§ Objective:
Write the material out again in full, exactly.

* START Given data *

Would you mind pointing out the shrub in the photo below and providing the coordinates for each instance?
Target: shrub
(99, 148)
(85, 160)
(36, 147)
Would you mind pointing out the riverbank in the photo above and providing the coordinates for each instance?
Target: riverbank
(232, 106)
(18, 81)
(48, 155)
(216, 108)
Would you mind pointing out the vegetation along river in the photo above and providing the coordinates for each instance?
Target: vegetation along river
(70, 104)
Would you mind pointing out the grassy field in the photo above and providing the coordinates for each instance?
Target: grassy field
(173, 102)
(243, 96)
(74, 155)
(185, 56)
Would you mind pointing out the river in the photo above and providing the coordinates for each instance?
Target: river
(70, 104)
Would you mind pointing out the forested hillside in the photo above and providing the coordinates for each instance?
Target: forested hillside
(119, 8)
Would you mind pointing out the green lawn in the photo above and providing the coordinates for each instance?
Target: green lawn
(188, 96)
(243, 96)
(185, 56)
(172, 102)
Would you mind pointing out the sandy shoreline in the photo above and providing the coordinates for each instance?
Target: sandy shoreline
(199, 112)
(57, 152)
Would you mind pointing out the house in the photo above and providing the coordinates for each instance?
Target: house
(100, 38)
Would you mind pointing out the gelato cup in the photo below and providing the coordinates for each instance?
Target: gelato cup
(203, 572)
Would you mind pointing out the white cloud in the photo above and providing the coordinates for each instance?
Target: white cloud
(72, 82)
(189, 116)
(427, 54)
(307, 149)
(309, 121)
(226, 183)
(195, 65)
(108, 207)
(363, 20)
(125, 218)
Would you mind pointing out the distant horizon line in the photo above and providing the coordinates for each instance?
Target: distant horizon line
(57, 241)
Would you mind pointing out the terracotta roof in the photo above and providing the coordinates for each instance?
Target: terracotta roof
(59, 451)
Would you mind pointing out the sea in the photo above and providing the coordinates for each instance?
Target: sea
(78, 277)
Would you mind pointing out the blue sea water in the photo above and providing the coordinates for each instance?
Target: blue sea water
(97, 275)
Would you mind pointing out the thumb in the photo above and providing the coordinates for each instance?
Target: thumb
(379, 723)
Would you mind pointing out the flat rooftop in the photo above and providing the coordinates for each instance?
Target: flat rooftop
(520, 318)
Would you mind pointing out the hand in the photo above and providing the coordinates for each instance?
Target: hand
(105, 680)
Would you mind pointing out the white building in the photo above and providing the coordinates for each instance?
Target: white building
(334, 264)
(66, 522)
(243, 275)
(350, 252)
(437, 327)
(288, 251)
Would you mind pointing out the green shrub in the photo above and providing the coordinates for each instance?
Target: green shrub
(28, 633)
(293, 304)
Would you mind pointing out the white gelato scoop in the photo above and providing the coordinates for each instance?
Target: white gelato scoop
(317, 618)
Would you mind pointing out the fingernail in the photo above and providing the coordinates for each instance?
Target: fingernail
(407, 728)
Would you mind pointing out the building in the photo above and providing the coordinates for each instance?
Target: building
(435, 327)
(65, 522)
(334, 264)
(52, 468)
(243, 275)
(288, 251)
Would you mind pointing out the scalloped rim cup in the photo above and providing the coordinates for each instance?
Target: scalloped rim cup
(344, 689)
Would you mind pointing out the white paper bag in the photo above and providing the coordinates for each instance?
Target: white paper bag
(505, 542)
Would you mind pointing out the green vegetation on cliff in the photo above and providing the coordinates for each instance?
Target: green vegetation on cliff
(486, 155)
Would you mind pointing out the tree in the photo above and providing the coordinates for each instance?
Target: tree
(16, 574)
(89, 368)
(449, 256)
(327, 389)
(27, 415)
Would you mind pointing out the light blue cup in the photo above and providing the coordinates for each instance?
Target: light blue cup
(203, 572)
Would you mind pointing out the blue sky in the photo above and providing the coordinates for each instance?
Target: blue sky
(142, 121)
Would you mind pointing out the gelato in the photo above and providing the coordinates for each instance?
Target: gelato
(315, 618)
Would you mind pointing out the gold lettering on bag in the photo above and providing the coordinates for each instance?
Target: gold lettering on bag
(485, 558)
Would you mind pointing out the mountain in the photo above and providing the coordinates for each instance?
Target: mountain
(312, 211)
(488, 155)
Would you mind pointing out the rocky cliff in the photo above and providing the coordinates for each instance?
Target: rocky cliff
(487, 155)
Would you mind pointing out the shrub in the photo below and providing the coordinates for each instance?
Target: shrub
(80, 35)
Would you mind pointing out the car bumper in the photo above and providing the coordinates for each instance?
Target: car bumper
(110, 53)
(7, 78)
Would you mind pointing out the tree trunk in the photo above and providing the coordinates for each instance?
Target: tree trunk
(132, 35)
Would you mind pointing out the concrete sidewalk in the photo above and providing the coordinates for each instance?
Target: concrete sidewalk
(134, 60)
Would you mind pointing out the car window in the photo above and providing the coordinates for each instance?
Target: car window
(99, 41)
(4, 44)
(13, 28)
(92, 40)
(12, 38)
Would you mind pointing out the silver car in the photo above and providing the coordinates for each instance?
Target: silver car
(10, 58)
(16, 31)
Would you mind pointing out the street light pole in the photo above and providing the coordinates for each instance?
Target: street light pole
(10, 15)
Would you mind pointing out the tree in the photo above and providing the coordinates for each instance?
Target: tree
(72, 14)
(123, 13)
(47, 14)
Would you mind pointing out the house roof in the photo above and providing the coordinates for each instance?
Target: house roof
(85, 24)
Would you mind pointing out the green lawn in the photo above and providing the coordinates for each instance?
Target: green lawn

* END Given data *

§ Result for this task:
Would you mind pointing out the shrub in the photo below and providing the coordinates for each instance?
Target: shrub
(99, 148)
(85, 160)
(36, 147)
Would you mind pointing out the riverbank in the photo above and providing the coordinates for each instance?
Target: riverbank
(232, 106)
(18, 81)
(48, 155)
(216, 108)
Would you mind pointing out the vegetation along river in the photo above and providing the coordinates for each instance?
Target: vegetation along river
(70, 104)
Would you mind pointing out the grassy field in the photo above and providing the coordinates for each instance?
Target: grassy field
(173, 102)
(243, 96)
(74, 155)
(185, 56)
Would you mind pointing out the river in the photo above and providing the coordinates for each instance?
Target: river
(70, 104)
Would you mind pointing out the forested hillside in the photo above and providing the coordinates for each instance?
Target: forested hillside
(119, 8)
Would you mind pointing out the green lawn in the photo above and providing the coordinates for each instance?
Target: green lawn
(188, 96)
(243, 96)
(185, 56)
(172, 102)
Would you mind pointing out the sandy shoreline in the photo above and providing the coordinates for each instance?
Target: sandy shoreline
(199, 112)
(57, 152)
Would you mind pointing out the house in the photo above and providing the coordinates for each instance?
Target: house
(100, 38)
Would you mind pointing out the gelato cup in the photo below and providing the coordinates for each instance?
Target: gelato cup
(203, 572)
Would you mind pointing out the white cloud in the photo above and providing the coordinates for each instance?
Target: white cloud
(72, 82)
(189, 116)
(427, 54)
(307, 149)
(309, 121)
(226, 183)
(195, 65)
(108, 207)
(363, 20)
(125, 218)
Would you mind pointing out the distant horizon line in the photo above and providing the coordinates for each instance?
Target: distant horizon line
(57, 241)
Would you mind pointing out the terracotta roof in the photo above and providing the coordinates for each instance?
Target: terracotta roof
(59, 451)
Would you mind pointing out the sea in the photo above and providing the coordinates for each instance?
Target: sea
(78, 277)
Would you mind pointing out the blue sea water in the photo above and providing the coordinates for each instance?
Target: blue sea water
(97, 275)
Would you mind pointing out the thumb in the photo above and providing the coordinates for each instance?
Target: thumb
(379, 723)
Would you mind pointing out the flat rooftop in the photo above and providing the coordinates for each instance?
Target: flat rooftop
(520, 318)
Would you mind pointing out the hand in the photo above and providing the coordinates for each instance?
Target: hand
(105, 680)
Would you mind pointing out the white building in the photo above and providing the coordinates for each instance?
Target: white building
(334, 264)
(66, 522)
(243, 275)
(350, 252)
(437, 327)
(288, 251)
Would you mind pointing out the green shrub in the photo above and providing the coordinates for each instance?
Target: green shrub
(28, 633)
(293, 304)
Would you mind pointing out the white gelato scoop in the photo above and providing the coordinates for each instance?
Target: white gelato scoop
(317, 618)
Would you mind pointing out the fingernail in the photo above and providing the coordinates for each instance?
Target: fingernail
(407, 728)
Would you mind pointing out the building in the photo above and providing the coordinates for each instance?
Target: building
(435, 327)
(65, 522)
(334, 264)
(52, 468)
(243, 275)
(288, 251)
Would you mind pointing out the scalloped rim cup in the photo above and providing the coordinates for each instance?
Target: scalloped rim cup
(344, 689)
Would you mind pointing out the white paper bag in the photo above and providing the coordinates for each instance?
Target: white paper bag
(505, 542)
Would you mind pointing out the green vegetation on cliff in the photo above and providing the coordinates for each instance?
Target: green vegetation on cliff
(486, 155)
Would you mind pointing out the tree in the photo above and providing the coordinates for each instance?
Target: tree
(16, 574)
(89, 368)
(449, 256)
(327, 389)
(27, 415)
Would you mind pointing out the light blue cup in the photo above and providing the coordinates for each instance?
Target: light blue cup
(203, 572)
Would you mind pointing out the blue sky in the photo above and providing the coordinates for each instance?
Target: blue sky
(142, 121)
Would you mind pointing out the gelato in the photo above and providing the coordinates for each instance?
Target: gelato
(315, 618)
Would you mind pointing out the gold lettering on bag in the photo above and providing the coordinates for each instance?
Target: gold lettering on bag
(485, 558)
Would you mind pointing out the mountain in the photo above and providing the coordinates for each instance?
Target: mountain
(312, 211)
(488, 155)
Would you mind pointing out the rocky cliff in the photo above and providing the coordinates for each instance?
Target: rocky cliff
(487, 155)
Would you mind pointing out the shrub in the photo below and providing the coordinates for each instance?
Target: shrub
(80, 35)
Would you mind pointing out the car bumper in the photo above and providing the coordinates for each instance?
Target: car bumper
(110, 53)
(7, 78)
Would you mind pointing out the tree trunk in the photo above and providing the coordinates for each instance?
Target: tree trunk
(132, 35)
Would you mind pointing out the concrete sidewalk in the photo above and providing the coordinates for each instance?
Target: concrete sidewalk
(134, 60)
Would you mind pointing out the car window in the photo above and providing the coordinates for each instance?
Target: car window
(99, 41)
(4, 44)
(13, 28)
(92, 40)
(12, 38)
Would you mind pointing out the silver car in the photo above and providing the coordinates for each instance?
Target: silver car
(10, 58)
(16, 31)
Would you mind pointing out the street light pole in the photo above and providing the coordinates for each instance?
Target: street light pole
(10, 15)
Would you mind pointing out the tree in the photo above and providing the coordinates for each instance?
Target: tree
(72, 14)
(123, 13)
(47, 14)
Would you mind pointing out the house roof in the photo above and providing the coordinates for each instance?
Target: house roof
(85, 24)
Would you mind pointing out the green lawn in the photo above and providing the coordinates for each instance?
Target: green lawn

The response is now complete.